── Exercise passage ──

Trial hearings of defendants accused of the massacre of 58 people in the Philippines will finish by the end of the year, the country's chief justice vowed Thursday.
Prosecution and defence lawyers will finish presenting evidence by the end of 2015, after which the judge has 90 days to issue a verdict, Chief Justice Maria Lourdes Sereno told reporters.
"It is excruciatingly slow for the victims' families. That is not debatable, it is painful, there must be closure," Sereno said.
The trial involves members of the influential Ampatuan clan which allegedly ordered the slaughter of 58 people, including 32 journalists, in the conflict-wracked province of Maguindanao in November 2009 in an attempt to crush a rival clan's election challenge.
The brutal massacre, one of the world's deadliest attacks against media workers, saw some shot in their genitals before they were buried in a hilltop grave using an excavator.
The slow pace of the trial has angered the families of the victims and frustrated President Benigno Aquino, who has promised a verdict before he steps down from office in mid-2016.
Widows of victims spoke out last month after one of the principal accused, Andal Ampatuan Snr, died of liver cancer while under hospital guard.
Sereno said the court has resolved most of the bail petitions that caused much of the delays in the six-year long proceedings.

───
── Data listing ──

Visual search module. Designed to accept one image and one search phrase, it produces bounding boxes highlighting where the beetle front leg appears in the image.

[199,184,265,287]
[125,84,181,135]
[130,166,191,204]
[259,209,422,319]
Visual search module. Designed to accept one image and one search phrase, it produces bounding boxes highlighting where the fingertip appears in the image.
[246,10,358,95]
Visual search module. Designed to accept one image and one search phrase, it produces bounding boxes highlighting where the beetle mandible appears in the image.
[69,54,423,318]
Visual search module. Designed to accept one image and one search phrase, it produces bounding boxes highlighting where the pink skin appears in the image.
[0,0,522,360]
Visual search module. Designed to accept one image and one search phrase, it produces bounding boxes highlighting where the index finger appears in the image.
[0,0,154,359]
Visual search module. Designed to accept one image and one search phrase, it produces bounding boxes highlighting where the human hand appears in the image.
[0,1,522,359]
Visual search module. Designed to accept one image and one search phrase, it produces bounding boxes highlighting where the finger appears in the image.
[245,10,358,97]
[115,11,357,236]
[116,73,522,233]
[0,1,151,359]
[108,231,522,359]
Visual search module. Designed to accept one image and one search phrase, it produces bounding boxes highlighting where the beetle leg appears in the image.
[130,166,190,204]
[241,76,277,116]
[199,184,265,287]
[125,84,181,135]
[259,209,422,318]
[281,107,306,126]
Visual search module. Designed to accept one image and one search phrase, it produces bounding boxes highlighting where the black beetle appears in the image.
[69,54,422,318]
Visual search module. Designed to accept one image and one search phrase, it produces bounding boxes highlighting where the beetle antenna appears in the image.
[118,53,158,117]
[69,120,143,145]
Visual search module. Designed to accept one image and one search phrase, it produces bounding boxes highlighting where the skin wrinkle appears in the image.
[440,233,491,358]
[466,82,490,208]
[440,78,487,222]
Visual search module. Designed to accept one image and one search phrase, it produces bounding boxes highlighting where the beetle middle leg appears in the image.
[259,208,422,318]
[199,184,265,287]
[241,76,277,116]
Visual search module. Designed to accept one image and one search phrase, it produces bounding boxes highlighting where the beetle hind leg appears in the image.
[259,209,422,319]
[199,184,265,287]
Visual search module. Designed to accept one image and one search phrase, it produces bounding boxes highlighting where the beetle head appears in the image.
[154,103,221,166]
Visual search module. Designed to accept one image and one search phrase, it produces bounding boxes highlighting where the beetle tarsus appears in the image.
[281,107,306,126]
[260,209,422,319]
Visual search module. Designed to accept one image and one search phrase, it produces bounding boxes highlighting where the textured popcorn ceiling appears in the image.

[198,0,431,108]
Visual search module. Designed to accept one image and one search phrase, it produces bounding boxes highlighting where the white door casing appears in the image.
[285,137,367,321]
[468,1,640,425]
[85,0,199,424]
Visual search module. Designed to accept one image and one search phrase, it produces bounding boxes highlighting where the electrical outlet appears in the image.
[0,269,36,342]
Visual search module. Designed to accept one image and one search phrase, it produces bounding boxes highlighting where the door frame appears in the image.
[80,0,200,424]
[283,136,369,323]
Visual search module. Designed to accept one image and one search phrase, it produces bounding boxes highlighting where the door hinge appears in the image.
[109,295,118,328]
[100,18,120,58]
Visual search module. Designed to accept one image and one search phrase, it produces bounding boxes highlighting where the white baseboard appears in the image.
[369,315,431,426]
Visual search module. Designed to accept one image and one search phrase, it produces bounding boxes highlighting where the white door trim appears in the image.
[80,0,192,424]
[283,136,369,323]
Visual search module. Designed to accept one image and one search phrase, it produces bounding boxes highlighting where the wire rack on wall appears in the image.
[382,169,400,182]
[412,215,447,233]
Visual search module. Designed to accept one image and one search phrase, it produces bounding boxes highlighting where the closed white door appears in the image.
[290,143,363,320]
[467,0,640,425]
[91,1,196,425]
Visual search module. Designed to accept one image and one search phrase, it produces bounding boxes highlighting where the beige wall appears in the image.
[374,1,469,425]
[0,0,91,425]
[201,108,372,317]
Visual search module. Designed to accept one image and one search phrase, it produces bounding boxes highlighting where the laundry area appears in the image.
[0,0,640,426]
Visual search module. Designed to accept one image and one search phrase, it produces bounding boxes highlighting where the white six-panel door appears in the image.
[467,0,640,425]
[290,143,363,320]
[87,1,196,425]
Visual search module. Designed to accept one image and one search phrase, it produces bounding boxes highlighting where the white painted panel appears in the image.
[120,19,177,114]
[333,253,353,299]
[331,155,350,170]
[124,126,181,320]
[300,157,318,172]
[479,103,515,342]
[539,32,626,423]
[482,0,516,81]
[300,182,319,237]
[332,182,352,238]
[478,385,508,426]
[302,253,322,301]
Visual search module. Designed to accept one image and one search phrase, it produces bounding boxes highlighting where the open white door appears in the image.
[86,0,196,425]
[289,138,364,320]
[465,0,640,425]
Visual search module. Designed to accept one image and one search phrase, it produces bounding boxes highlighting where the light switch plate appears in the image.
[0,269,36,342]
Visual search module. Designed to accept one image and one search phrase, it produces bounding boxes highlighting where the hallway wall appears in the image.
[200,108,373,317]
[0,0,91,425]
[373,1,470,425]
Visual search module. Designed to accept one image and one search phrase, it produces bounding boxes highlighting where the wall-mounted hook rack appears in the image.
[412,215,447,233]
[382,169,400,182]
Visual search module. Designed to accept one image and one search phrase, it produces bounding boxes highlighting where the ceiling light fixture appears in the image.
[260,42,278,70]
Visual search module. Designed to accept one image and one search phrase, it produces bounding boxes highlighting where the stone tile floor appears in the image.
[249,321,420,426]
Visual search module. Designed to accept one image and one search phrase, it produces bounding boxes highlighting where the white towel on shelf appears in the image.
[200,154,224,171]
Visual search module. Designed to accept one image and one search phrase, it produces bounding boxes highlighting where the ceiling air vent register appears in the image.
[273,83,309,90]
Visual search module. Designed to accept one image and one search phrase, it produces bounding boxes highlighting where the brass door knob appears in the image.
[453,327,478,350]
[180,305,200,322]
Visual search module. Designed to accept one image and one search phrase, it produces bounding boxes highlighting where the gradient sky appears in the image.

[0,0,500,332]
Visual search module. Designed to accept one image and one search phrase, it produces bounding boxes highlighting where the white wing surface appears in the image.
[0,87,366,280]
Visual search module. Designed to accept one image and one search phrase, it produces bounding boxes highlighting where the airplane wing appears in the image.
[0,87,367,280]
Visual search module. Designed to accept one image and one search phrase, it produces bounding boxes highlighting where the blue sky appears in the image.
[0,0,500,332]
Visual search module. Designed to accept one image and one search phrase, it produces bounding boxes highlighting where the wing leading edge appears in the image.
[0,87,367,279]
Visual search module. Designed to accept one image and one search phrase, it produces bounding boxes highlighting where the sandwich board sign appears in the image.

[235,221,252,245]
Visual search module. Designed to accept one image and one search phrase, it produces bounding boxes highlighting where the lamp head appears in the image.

───

Tasks to perform:
1) Reproduce word for word the part of the article on the massacre trial starting at "Trial hearings of" and ending at "clan's election challenge.".
2) Write the next part of the article on the Maguindanao massacre trial, picking up after its final sentence.
These records stand apart from the article on the massacre trial and are unrelated to it.

Answer set:
1)
Trial hearings of defendants accused of the massacre of 58 people in the Philippines will finish by the end of the year, the country's chief justice vowed Thursday.
Prosecution and defence lawyers will finish presenting evidence by the end of 2015, after which the judge has 90 days to issue a verdict, Chief Justice Maria Lourdes Sereno told reporters.
"It is excruciatingly slow for the victims' families. That is not debatable, it is painful, there must be closure," Sereno said.
The trial involves members of the influential Ampatuan clan which allegedly ordered the slaughter of 58 people, including 32 journalists, in the conflict-wracked province of Maguindanao in November 2009 in an attempt to crush a rival clan's election challenge.

2)
Two sons of Andal Ampatuan Snr, Andal Jnr and Zaldy, are among 100 people on trial for one of the world's most shocking mass murders.
The Ampatuans ruled Maguindanao for over a decade under the patronage of then-president Gloria Arroyo, who had tolerated the clan's private army as a buffer against Muslim separatist rebels.
Widow Merly Perante, whose journalist husband Ronnie was among those slain, said she was cheered by Sereno's announcement but stressed that getting justice was still her priority.
"I accept that the process can be lengthy, as long as we are not disappointed with the result, as long as they get convicted and get the right punishment," she told AFP.
Court cases in the Philippines sometimes take decades to finish, weighed down by a shortage of judges and courthouses and legal technicalities that can be used to delay a case.